- [Source extract]:
☆ ☆ ☆ ☆
Code/HumanoidRetargeter/Dl/DlMappingDeriver.cs

Derives a role-to-source-bone mapping from a deep-learning retargeting clip by correlating per-bone root-relative trajectories between the DL output rig and the original source scene. Samples up to 60 frames, computes normalized trajectories, scores candidate role↔bone pairs by a magnitude-weighted cosine with simple tie-break penalties, then greedily assigns unique bones to roles and returns a MappingResult.

NetworkingFile AccessReflection
using System;
using System.Collections.Generic;
using System.Numerics;
using HumanoidRetargeter.Mapping;
using HumanoidRetargeter.Maths;
using HumanoidRetargeter.Skeleton;
using HumanoidRetargeter.Solve;
using HumanoidRetargeter.Target;
using SkeletonModel = HumanoidRetargeter.Skeleton.Skeleton;

namespace HumanoidRetargeter.Dl;

using Vector3 = System.Numerics.Vector3; // s&box compat: shadow engine's global-namespace Vector3 (see Code/HumanoidRetargeter/Assembly.cs)
☆ ☆ ☆ ☆
- [Stated task]:
Answer these about the code file, one line each:
(a) Up to how many frames does the mapping derivation sample?
(b) Which namespace is the file declared in?
(c) What type does the alias "SkeletonModel" stand for?
The lines after this note are separate material, unrelated to the code file above.
☆ ☆ ☆ ☆
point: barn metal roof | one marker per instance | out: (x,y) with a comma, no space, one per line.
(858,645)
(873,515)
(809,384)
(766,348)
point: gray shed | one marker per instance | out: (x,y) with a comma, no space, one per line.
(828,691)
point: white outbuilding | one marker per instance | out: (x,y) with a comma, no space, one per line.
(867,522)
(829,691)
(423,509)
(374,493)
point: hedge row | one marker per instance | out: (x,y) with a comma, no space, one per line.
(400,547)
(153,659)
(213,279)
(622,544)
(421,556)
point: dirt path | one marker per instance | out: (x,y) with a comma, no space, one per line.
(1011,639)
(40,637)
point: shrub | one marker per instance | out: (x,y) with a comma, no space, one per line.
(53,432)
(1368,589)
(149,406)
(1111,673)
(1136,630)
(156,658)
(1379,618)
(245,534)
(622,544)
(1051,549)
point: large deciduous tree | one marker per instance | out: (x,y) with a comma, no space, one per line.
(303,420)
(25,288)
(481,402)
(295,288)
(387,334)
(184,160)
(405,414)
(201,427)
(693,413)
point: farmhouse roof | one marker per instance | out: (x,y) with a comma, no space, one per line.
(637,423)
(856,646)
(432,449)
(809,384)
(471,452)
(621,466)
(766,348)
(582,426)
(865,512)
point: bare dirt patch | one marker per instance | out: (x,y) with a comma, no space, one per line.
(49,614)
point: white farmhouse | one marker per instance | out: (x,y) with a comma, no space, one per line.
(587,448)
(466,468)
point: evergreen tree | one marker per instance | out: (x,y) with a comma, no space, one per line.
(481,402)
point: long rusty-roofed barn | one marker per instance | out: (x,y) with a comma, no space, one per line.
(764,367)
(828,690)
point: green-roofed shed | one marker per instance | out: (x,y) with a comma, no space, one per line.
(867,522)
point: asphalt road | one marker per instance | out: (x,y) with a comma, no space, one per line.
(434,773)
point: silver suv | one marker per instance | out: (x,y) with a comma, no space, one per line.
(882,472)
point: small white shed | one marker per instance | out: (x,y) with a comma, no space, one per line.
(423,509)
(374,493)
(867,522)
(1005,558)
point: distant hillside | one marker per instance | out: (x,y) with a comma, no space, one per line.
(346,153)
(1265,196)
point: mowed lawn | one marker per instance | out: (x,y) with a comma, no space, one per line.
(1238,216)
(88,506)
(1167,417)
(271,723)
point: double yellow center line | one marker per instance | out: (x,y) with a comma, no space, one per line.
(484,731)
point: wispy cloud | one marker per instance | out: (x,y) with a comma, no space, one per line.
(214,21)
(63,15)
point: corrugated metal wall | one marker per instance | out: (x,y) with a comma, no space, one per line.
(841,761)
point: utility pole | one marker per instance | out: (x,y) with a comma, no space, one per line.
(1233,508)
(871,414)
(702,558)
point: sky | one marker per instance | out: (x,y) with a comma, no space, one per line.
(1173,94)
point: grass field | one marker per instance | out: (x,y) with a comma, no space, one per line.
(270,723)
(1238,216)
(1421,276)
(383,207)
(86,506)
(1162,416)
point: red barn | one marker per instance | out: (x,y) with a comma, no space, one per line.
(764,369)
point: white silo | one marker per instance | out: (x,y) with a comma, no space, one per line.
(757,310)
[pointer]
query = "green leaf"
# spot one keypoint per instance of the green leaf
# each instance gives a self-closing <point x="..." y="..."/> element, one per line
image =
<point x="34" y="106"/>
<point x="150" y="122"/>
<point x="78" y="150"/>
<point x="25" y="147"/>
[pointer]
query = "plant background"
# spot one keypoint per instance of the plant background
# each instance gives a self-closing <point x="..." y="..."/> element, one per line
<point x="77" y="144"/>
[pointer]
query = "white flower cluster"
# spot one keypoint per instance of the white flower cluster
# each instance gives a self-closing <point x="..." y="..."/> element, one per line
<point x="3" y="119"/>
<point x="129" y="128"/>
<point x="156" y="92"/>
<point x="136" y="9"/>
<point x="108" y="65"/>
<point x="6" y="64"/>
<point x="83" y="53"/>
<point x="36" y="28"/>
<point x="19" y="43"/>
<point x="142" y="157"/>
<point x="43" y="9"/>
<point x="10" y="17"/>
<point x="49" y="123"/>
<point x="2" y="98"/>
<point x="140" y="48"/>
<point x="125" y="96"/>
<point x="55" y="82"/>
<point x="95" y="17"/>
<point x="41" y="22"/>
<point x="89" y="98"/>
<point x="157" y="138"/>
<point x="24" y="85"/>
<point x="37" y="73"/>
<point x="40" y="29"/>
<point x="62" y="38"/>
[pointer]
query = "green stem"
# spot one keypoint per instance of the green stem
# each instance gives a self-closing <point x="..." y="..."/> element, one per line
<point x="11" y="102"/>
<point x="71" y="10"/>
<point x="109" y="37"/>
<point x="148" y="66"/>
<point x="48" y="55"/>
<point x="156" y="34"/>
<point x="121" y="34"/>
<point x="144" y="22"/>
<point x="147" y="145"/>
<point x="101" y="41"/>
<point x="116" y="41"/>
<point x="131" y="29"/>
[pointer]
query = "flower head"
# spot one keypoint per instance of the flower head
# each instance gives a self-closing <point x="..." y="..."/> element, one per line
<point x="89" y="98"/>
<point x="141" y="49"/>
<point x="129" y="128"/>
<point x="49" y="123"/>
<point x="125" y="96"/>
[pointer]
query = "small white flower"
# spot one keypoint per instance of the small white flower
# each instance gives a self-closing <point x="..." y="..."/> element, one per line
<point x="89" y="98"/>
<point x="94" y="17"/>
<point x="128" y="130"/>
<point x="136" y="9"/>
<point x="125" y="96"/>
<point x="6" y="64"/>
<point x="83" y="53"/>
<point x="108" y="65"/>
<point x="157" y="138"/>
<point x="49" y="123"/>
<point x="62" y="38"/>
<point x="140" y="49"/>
☆ ☆ ☆ ☆
- [Final answer]:
(a) Up to 60 frames.
(b) HumanoidRetargeter.Dl
(c) HumanoidRetargeter.Skeleton.Skeleton